Exactly as written, please set down all of the entries again, with no pictures.

Input rows:
########

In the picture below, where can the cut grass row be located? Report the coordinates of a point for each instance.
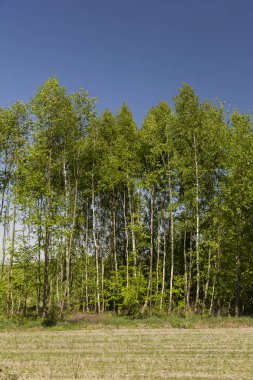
(127, 353)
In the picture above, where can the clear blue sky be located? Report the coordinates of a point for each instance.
(138, 51)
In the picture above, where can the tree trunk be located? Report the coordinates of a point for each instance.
(197, 225)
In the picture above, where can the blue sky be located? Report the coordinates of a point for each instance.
(138, 51)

########

Expected output:
In the picture below, where can the cut grass row be located? Report the coordinates of a point for each instance.
(127, 353)
In the picture above, where can the clear blue sky be located? Report the coordinates of a point for each instance.
(138, 51)
In the picture above, where can the tree trunk be located? Report the coordinates of a point for each instance.
(197, 225)
In the picture above, where can the blue sky be located? Report the coordinates of a point for each instance.
(138, 51)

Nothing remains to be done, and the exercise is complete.